-- start of Page extract --

Bach and Lachenmann converge and contrast at Miller Theatre

Fri Apr 10, 2015 at 2:22 pm
Helmut Lachenmann's music was performed in the "Bach, Revisited" series Thursday night at the Miller Theatre.

Helmut Lachenmann’s music was performed in the “Bach, Revisited” series Thursday night at the Miller Theatre. Photo: Marion Kalter / Lebrecht Music

The “Bach, Revisited” series at Miller Theatre collapses the past into the present, and no program to date has had as wide a distance to cover as the one Thursday night that paired Bach with avant-garde composer Helmut Lachenmann, performed by members of Ensemble Signal.

Previous concerts have partnered Bach with the likes of Kaija Saariaho, Joan Tower, and Michael Gordon. All those composers use pitch, as Bach did, but Lachenmann is different. Lachenmann is known for his use of non-tonal sounds and timbres.

-- end of Page extract --
-- start of Rows --

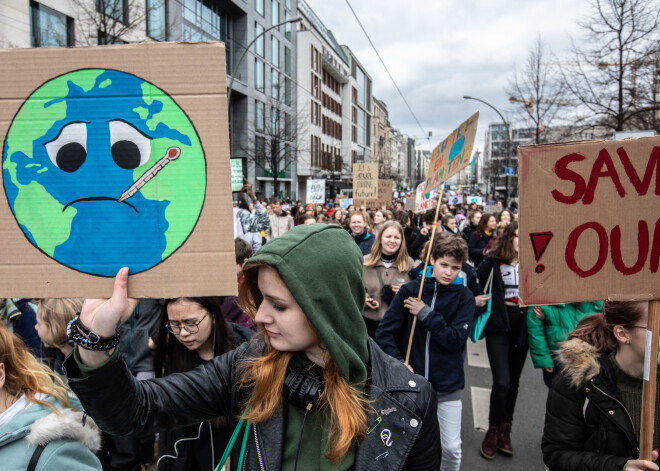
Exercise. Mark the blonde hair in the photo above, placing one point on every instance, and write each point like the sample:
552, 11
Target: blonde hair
402, 259
56, 313
344, 406
25, 374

-- end of Rows --

**Problem 1**
In the concert review, which ensemble's members performed the program that paired Bach with Lachenmann?
**Problem 2**
Pick up the review of the Bach and Lachenmann concert at Miller Theatre right after its final sentence and carry it forward.

**Right answer 1**
Ensemble Signal

**Right answer 2**
But he does not ignore pitch completely, as shown by his Third Part for J.S. Bach’s two-part invention in D minor. As the title indicates, Lachenmann adds a  third part to Bach’s work (flutist Kelli Kathman joining violinist Ari Streisfeld and cellist Lauren Radnofsky). The contemporary addition (from 1985) is so seamless that it says little musically, other than that Lachenmann knows how to handle baroque counterpoint.

His other pieces on the program—Toccatina for solo violin, Pression for solo cello, and TemA for voice, flute and cell—use his vocabulary of sounds. The Allemande and Sarabande from the solo Cello Suite No. 5, and the Chaconne for solo violin, represented Bach’s tonal language, and each set the context by opening their respective halves.

Lachenmann is firmly in the avant-garde, but the point of the avant-garde is that, for example, if the idea of A can change through the centuries, why can’t the idea of pitch, and sound? His sounds are what a composer can do if he gets tired of all the As, Bs, Cs, and Ds.

And the sounds themselves are full of pitches, from the barely audible little quasars Streisfeld made by tapping the metal point of his bow handle against the strings in Toccatina, to the complex blend of pitches Radnofsky produced when she scraped her bow across her cello’s bridge, to the dramatic, breathy sounds mezzo-soprano Rachel Calloway, Kathman, and Radnofsky made in TemA.

In a way, Bach had it easy. While counterpoint and fugue are strict and demanding, making counterpoint with abstract sounds in exact tempo and rhythm, as inTemA, is daunting—there are no guidelines, and one has to manage one’s own rules.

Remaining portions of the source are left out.